* Required work
Copy out word for word every line from the one holding "point: the breaking" through the last line of the entries, inclusive.

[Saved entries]

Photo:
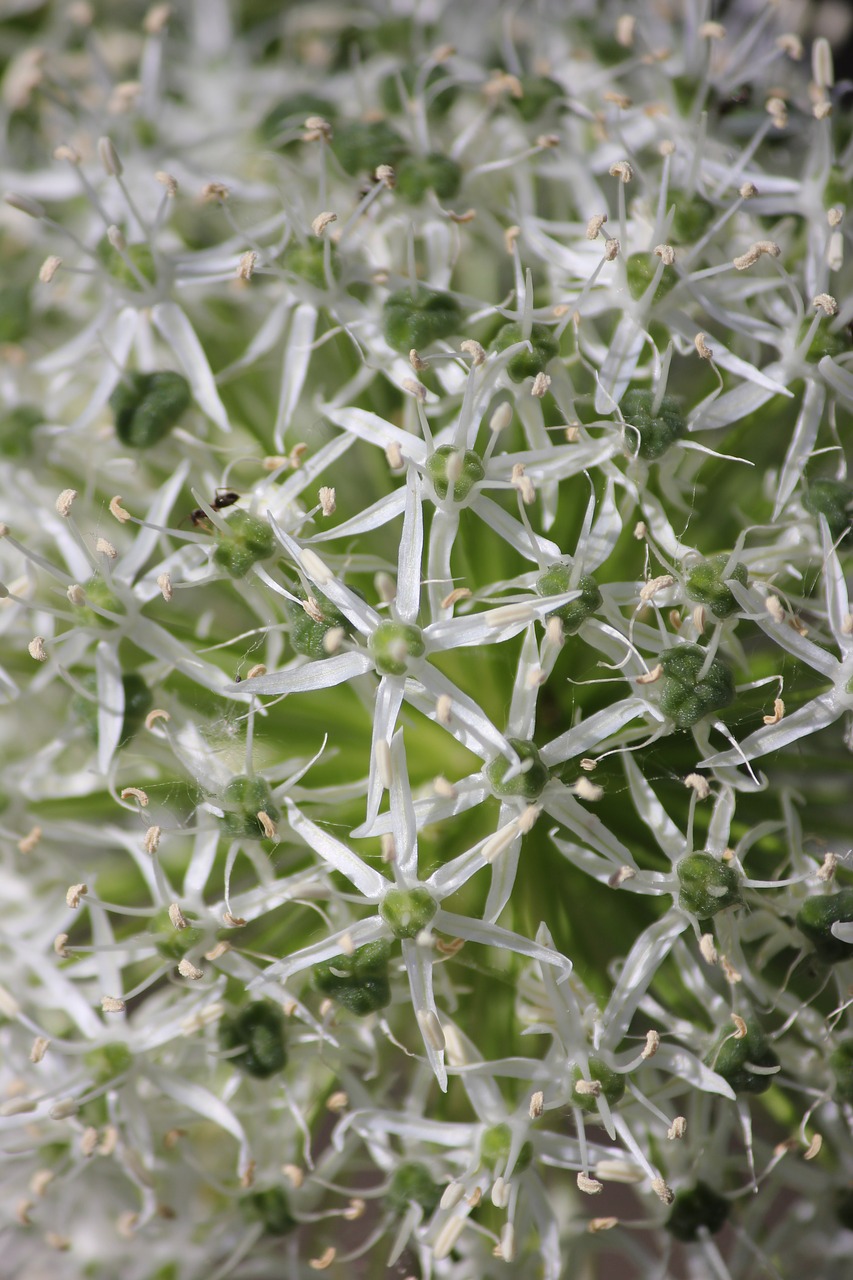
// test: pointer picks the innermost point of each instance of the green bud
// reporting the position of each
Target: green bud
(359, 982)
(16, 429)
(612, 1086)
(527, 364)
(706, 586)
(433, 172)
(692, 218)
(308, 635)
(708, 885)
(392, 644)
(696, 1210)
(290, 117)
(109, 1060)
(842, 1068)
(684, 696)
(555, 581)
(146, 406)
(258, 1033)
(734, 1060)
(361, 146)
(306, 259)
(495, 1148)
(272, 1208)
(115, 264)
(641, 269)
(529, 784)
(834, 501)
(656, 432)
(247, 540)
(816, 918)
(242, 800)
(420, 318)
(537, 94)
(448, 465)
(413, 1184)
(407, 912)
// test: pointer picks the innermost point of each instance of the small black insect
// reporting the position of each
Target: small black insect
(222, 498)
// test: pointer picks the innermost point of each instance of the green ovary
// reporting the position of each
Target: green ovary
(706, 586)
(463, 469)
(532, 361)
(685, 695)
(527, 785)
(393, 644)
(707, 885)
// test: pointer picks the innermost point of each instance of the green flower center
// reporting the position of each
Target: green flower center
(706, 586)
(247, 540)
(612, 1086)
(393, 645)
(532, 360)
(416, 319)
(816, 918)
(657, 429)
(529, 784)
(407, 912)
(242, 800)
(254, 1040)
(735, 1060)
(687, 696)
(146, 406)
(707, 885)
(452, 467)
(357, 982)
(557, 579)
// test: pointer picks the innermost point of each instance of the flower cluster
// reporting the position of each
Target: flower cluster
(427, 657)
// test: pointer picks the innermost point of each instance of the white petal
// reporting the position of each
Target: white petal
(368, 881)
(324, 673)
(182, 338)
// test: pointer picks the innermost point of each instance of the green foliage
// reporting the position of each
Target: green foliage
(816, 918)
(416, 319)
(247, 540)
(533, 360)
(705, 584)
(687, 696)
(242, 800)
(708, 885)
(146, 406)
(272, 1208)
(407, 912)
(734, 1059)
(657, 429)
(361, 146)
(433, 172)
(556, 580)
(641, 270)
(393, 644)
(834, 501)
(694, 1211)
(529, 784)
(359, 982)
(612, 1086)
(256, 1032)
(464, 469)
(413, 1184)
(495, 1150)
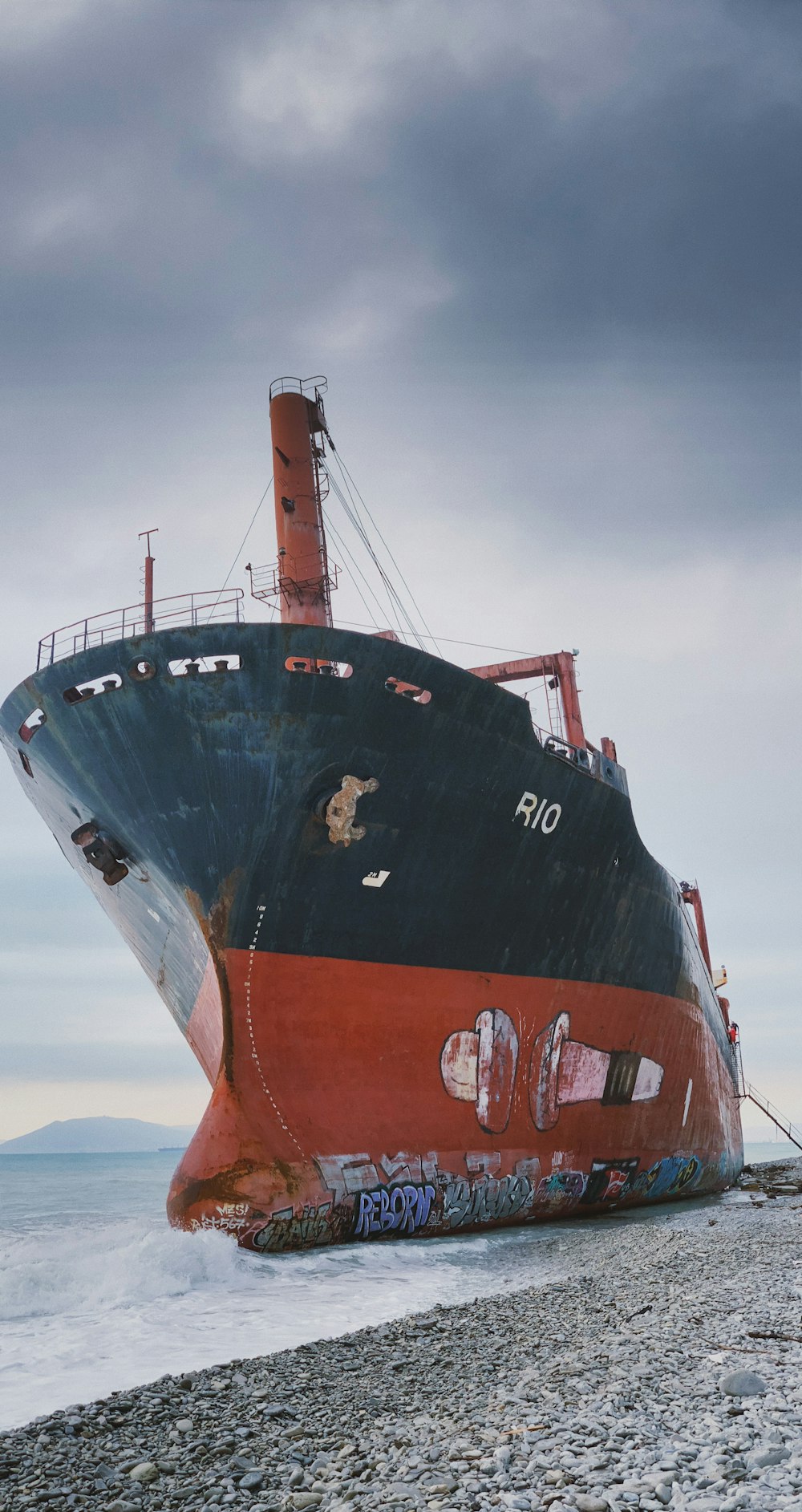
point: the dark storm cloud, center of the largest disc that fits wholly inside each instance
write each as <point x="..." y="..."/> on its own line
<point x="656" y="205"/>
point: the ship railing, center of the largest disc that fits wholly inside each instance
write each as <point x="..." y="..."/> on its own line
<point x="218" y="605"/>
<point x="311" y="387"/>
<point x="781" y="1121"/>
<point x="556" y="746"/>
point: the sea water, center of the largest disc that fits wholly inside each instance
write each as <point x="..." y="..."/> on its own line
<point x="97" y="1293"/>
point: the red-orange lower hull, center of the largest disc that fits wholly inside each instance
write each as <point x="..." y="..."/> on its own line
<point x="358" y="1101"/>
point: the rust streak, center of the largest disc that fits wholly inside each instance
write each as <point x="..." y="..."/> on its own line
<point x="342" y="811"/>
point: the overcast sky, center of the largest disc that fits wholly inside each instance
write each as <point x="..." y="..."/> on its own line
<point x="549" y="256"/>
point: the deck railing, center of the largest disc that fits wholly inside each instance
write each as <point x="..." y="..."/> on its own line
<point x="220" y="605"/>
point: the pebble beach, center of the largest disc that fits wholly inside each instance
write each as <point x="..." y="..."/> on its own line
<point x="665" y="1370"/>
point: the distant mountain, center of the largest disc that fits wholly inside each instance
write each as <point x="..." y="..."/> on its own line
<point x="99" y="1137"/>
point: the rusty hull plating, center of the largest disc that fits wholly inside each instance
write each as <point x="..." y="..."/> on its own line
<point x="434" y="977"/>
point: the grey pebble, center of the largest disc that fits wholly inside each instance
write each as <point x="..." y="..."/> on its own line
<point x="743" y="1384"/>
<point x="606" y="1388"/>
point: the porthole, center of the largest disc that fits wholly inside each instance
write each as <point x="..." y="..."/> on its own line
<point x="141" y="670"/>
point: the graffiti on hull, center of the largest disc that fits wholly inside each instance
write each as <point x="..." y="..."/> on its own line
<point x="674" y="1175"/>
<point x="393" y="1210"/>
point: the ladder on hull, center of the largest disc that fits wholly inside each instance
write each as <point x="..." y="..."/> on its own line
<point x="778" y="1119"/>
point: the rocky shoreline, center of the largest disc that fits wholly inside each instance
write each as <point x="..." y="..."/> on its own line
<point x="663" y="1370"/>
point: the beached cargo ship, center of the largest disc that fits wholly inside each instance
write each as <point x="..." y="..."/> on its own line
<point x="432" y="974"/>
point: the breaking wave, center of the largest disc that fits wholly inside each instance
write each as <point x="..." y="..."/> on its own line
<point x="107" y="1266"/>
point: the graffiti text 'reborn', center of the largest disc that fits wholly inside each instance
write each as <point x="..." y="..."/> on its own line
<point x="391" y="1210"/>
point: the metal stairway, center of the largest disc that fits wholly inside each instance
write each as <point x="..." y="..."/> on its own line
<point x="778" y="1119"/>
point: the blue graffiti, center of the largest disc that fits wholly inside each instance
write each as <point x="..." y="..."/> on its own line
<point x="393" y="1210"/>
<point x="670" y="1175"/>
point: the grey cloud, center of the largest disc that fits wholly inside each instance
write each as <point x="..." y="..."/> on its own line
<point x="99" y="1062"/>
<point x="662" y="206"/>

* The answer
point: the breaking wave, center of the largest disc that fits wholly inside each instance
write each as <point x="..." y="..."/> on its own line
<point x="107" y="1266"/>
point: the graffiti text 'reborn', center of the largest disc that fits wholly inside each instance
write each as <point x="..." y="..."/> on its own line
<point x="391" y="1210"/>
point: the metal stairway, center of the largest disc that fits wholly inside each instance
write each as <point x="..." y="..."/> on its own line
<point x="778" y="1119"/>
point: the blue graffiti, center of the largest disc that fits wholly inside each instance
write each as <point x="..." y="..."/> on its own line
<point x="393" y="1210"/>
<point x="670" y="1175"/>
point: the grey cloud, center of the largest disc that fits wholly inside each instance
write each as <point x="..." y="..."/> on its own line
<point x="99" y="1062"/>
<point x="662" y="206"/>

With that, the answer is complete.